Three main thrusts of mandate are requirements, services, and
relations. Membership is cross-section of activities; people were
proposed by activity managers.  Membership will be periodically
reviewed to ensure it remains relevant to tasks at hand. 

The body has no executive power, but makes recommendations directly to
the technical directory who then reports to the PEB.  Disputes, if
they arise, will be handled at the PEB-level or escalated further. 

DISCUSSION: 

Fab had many concerns about the creation and function of the PTF.
This lead to a lively discussion.  The major points are covered
below. 

Fab was nervous about the cost of this group.  Having 20 people travel
to CERN for a full-day meeting is extremely expensive.  Need to ensure
that the output of the group is in proportion to its cost.  Bob
commented that the date of the meeting was chosen specifically to try
to minimize travel costs as many members were already traveling to
CERN for other meetings.  Fab noted that he is under tremendous
pressure to reduce the number of meetings in the project as a whole. 

Fab also expressed a concern about the overlap with other meetings
taking people from their responsibilities in those other groups. Also
concerned that the function of the PTF overlaps with those from
existing groups (e.g. PEB).  He made the point that the PEB should be
on top of technical issues within the project and should be able to
deal with the issues in the PTF mandate.  Bob pointed out that the PEB
meets weekly for about 1.5 hours.  This time is already saturated with
managerial details such as tracking the status of deliverables,
staffing levels, etc.   

Jeff made the point that it isn't a good idea to mix the technical and
managerial direction of the project too much as it is very rare that
people are both good managers and good technical experts.  Notes that
activity managers have a natural desire to protect their activities
interests and this may not always be conducive to optimal technical
decisions. 

Fab also suggested that perhaps the All-Activity meetings are the
appropriate venue for these discussions.  Bob countered that the
All-Activity meeting, like the PEB, is heavily dominated by managerial
issues and only happens quarterly.  

Fab offered an alternate "PTF" organization: have the PEB identify
specific problems and then empower a small group of people to tackle
each problem.  Peter pointed out that this may be an effective way to
operate.  Cal said that the difference between the two scenarios is a
difference between being proactive and reactive.  Having a permanently
functioning PTF allows other interested parties to enter the
discussion at an earlier stage, and thus identify and correct problems
sooner.  As experience shows from EDG, correcting problems after they
exist in the software (i.e. at integration time) is extremely
expensive as software often must be rewritten.

**WHAT YOU WILL DO:**
Set down the passage of the meeting notes above between "Jeff made the" and "only happens quarterly.", inclusive, word for word.

**DATASET CONTENT:**
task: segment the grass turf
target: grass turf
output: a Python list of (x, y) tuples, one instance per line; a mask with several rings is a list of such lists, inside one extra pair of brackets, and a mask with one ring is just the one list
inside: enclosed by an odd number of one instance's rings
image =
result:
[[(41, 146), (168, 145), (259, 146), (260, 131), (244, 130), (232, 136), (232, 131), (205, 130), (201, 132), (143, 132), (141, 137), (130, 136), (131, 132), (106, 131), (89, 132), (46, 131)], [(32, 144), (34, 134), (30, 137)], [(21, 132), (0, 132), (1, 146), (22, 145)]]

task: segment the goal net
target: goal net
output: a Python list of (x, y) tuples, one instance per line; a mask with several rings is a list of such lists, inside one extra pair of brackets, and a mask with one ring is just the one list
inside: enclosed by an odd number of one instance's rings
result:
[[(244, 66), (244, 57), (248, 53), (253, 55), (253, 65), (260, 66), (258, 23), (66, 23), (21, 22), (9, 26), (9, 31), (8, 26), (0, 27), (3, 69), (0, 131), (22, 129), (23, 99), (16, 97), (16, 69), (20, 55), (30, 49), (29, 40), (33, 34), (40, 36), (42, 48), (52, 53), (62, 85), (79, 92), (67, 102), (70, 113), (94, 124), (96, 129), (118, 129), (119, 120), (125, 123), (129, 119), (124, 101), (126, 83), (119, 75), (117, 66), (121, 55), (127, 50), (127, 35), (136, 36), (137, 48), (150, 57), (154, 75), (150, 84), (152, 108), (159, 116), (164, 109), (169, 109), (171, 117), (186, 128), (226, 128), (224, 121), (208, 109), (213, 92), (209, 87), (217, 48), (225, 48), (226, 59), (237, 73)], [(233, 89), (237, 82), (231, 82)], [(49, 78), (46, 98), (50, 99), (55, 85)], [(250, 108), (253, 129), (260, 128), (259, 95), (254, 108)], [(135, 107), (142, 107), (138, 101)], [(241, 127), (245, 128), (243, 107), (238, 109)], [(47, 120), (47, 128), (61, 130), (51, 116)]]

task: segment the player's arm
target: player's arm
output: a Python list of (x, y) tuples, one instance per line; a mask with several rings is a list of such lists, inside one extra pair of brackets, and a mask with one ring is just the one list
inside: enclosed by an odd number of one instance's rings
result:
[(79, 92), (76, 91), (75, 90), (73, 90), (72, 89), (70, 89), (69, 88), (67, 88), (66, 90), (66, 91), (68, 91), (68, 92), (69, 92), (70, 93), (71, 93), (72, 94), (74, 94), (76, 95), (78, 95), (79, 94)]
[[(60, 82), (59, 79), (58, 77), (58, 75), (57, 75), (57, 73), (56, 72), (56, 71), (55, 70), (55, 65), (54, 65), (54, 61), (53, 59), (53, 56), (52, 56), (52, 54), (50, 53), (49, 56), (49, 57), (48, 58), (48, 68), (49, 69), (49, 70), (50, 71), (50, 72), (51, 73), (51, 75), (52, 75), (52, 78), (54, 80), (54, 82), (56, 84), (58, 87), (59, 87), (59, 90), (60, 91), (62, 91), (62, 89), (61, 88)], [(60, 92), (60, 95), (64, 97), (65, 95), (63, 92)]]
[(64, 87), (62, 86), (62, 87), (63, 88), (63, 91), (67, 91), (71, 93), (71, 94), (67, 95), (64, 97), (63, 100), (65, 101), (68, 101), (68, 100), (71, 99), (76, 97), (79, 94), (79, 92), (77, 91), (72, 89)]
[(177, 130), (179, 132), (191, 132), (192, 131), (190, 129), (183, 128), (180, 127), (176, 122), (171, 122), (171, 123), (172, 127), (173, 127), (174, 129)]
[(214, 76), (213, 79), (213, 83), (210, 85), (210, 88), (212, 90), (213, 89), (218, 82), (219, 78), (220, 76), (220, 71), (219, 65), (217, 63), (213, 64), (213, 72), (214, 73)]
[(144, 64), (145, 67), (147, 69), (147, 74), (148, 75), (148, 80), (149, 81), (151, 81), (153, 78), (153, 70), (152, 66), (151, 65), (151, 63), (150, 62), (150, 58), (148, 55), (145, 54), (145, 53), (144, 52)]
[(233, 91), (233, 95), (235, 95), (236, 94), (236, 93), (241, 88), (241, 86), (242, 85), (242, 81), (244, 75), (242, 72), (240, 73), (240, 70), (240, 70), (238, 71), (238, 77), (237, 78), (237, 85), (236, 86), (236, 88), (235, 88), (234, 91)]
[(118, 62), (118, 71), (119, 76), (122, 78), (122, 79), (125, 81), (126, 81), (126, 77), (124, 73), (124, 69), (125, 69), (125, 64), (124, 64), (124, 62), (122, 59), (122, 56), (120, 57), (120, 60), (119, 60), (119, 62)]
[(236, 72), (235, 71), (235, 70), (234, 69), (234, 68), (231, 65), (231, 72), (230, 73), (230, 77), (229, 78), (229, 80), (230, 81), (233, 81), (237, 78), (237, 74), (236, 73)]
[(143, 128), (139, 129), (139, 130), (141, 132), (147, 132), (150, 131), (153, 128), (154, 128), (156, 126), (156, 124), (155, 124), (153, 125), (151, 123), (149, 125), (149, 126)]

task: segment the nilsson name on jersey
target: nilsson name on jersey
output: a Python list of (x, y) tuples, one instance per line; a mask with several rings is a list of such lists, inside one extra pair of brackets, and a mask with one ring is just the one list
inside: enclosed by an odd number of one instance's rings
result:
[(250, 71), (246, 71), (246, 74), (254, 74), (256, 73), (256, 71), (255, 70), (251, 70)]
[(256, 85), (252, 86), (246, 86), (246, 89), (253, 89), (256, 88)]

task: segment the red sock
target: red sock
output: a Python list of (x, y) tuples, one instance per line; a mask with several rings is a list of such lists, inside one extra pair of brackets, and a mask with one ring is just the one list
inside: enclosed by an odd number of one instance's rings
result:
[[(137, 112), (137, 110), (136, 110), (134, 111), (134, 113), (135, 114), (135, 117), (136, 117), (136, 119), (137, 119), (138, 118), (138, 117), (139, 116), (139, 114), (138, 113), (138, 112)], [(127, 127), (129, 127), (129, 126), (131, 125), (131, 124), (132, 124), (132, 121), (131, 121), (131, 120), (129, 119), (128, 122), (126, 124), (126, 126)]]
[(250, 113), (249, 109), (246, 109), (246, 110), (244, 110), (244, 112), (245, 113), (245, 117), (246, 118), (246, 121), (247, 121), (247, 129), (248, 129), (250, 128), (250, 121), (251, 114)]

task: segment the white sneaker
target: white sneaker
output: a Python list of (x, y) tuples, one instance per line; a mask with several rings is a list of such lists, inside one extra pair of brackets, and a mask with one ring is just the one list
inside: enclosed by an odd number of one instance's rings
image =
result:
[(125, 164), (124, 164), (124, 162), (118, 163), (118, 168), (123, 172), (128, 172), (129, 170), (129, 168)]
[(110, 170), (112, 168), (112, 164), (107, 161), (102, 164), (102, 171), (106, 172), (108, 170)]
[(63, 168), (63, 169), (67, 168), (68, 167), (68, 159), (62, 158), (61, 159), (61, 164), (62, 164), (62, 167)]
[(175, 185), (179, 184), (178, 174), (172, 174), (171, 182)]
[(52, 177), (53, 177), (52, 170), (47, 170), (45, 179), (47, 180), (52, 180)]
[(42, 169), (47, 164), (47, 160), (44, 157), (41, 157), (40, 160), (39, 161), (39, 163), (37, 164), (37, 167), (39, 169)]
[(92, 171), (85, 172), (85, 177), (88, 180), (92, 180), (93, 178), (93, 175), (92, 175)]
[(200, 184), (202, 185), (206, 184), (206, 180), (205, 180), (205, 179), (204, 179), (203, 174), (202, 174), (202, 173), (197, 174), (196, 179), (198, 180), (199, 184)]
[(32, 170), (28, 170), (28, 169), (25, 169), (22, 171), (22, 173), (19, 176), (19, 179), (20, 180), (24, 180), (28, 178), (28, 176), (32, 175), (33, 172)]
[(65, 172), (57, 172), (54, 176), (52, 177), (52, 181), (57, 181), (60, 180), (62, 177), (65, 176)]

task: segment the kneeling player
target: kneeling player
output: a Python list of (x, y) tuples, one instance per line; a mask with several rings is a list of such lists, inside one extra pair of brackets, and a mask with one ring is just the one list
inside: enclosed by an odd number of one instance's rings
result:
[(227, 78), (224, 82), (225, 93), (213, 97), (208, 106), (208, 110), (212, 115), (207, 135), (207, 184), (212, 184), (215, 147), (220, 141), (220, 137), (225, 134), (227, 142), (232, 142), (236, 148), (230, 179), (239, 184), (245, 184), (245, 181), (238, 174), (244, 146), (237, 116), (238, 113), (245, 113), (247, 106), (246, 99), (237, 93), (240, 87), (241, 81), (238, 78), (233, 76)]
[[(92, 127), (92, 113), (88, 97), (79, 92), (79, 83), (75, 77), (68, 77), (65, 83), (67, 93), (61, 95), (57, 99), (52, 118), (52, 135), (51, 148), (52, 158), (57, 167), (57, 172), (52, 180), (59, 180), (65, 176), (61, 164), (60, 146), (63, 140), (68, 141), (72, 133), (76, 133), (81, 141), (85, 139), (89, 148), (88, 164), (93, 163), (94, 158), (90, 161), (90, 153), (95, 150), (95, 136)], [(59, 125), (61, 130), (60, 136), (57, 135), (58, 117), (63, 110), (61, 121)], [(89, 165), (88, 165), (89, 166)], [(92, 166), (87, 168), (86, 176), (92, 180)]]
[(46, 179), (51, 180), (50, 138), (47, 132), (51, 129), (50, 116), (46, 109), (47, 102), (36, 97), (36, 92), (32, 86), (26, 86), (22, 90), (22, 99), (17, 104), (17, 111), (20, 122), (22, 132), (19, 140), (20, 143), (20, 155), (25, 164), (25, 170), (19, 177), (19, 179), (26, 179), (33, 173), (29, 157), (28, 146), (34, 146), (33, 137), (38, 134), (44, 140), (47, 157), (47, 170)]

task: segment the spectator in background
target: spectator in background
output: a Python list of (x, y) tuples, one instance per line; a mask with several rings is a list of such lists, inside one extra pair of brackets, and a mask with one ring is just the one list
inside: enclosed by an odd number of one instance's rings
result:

**REPLY TO THE TASK:**
Jeff made the point that it isn't a good idea to mix the technical and
managerial direction of the project too much as it is very rare that
people are both good managers and good technical experts.  Notes that
activity managers have a natural desire to protect their activities
interests and this may not always be conducive to optimal technical
decisions. 

Fab also suggested that perhaps the All-Activity meetings are the
appropriate venue for these discussions.  Bob countered that the
All-Activity meeting, like the PEB, is heavily dominated by managerial
issues and only happens quarterly.